#### DATA LINES

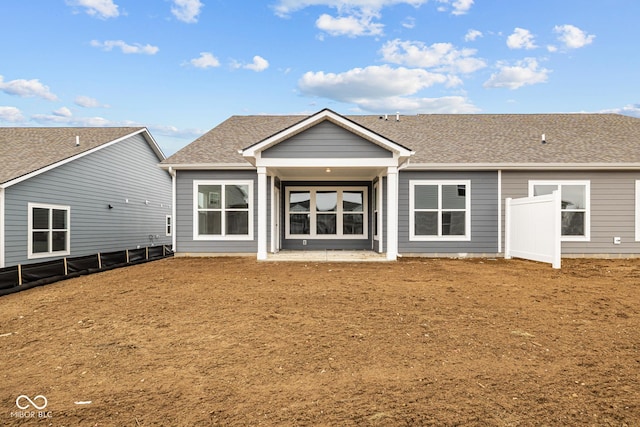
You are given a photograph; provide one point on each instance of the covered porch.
(326, 184)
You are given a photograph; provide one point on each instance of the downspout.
(499, 211)
(2, 230)
(174, 230)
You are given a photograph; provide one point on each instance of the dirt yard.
(233, 341)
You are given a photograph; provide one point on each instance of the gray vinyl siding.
(185, 244)
(326, 140)
(484, 215)
(613, 207)
(329, 244)
(88, 185)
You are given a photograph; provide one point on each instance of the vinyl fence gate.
(533, 228)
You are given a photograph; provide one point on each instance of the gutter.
(523, 166)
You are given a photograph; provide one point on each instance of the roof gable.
(325, 115)
(29, 151)
(326, 140)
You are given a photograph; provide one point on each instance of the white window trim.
(30, 254)
(419, 238)
(587, 215)
(168, 225)
(339, 213)
(222, 237)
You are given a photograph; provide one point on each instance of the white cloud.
(259, 64)
(383, 88)
(573, 37)
(444, 105)
(186, 10)
(27, 89)
(11, 115)
(521, 39)
(351, 26)
(409, 22)
(100, 8)
(126, 48)
(461, 7)
(632, 110)
(443, 57)
(68, 120)
(525, 72)
(367, 83)
(286, 7)
(62, 112)
(205, 60)
(472, 35)
(88, 102)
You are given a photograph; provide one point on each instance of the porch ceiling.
(330, 173)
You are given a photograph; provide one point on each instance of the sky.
(181, 67)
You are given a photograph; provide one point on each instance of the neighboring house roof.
(450, 139)
(26, 150)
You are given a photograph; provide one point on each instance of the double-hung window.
(440, 210)
(575, 206)
(223, 210)
(48, 230)
(327, 212)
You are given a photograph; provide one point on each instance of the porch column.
(392, 213)
(262, 213)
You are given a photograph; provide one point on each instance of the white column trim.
(392, 213)
(262, 213)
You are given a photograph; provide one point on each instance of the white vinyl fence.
(533, 228)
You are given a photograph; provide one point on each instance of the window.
(168, 226)
(327, 212)
(223, 210)
(48, 230)
(574, 208)
(439, 210)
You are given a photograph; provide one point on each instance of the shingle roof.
(452, 139)
(26, 150)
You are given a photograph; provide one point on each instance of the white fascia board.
(316, 118)
(323, 163)
(207, 166)
(152, 143)
(523, 166)
(70, 159)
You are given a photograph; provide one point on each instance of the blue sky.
(180, 67)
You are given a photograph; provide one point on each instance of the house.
(80, 191)
(425, 185)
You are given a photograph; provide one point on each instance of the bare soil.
(234, 341)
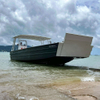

########

▶ _GIVEN EXERCISE_:
Can you rewrite the rows from the line containing "the double-hung window." through the end of the rows, scaling every point coordinate by 0.5 and rounding to whole numbers with halves going up, while keeping all other lines unchanged? Leave the pictures out of your answer.

▶ _OUTPUT OF THE TASK_:
You are given a photograph; provide one point on each instance of the double-hung window.
(220, 105)
(288, 103)
(112, 105)
(24, 115)
(164, 106)
You are given a photograph; provide one point on each instance of the porch column.
(196, 107)
(131, 107)
You are given a photograph; provide one point on each instance of the white column trim.
(196, 107)
(131, 107)
You are given a photograph; provide one point on each instance of the white vinyl fence.
(267, 114)
You are given a photograph; provide one point on each instance of the window.
(84, 113)
(164, 106)
(112, 105)
(24, 115)
(287, 104)
(220, 105)
You are given a photograph; provide one point on each instance of the shingle roof.
(226, 70)
(13, 75)
You are given a photograph; provide one point on each instance of the white fascia board.
(158, 59)
(162, 82)
(104, 83)
(76, 72)
(262, 83)
(35, 80)
You are given a photograph; provide one point on each instance of the blue sky.
(90, 34)
You are given a photograph; provide one point on each instance of the house.
(40, 96)
(213, 93)
You are given a photograph; provide one point on each instance of the bare soil.
(117, 171)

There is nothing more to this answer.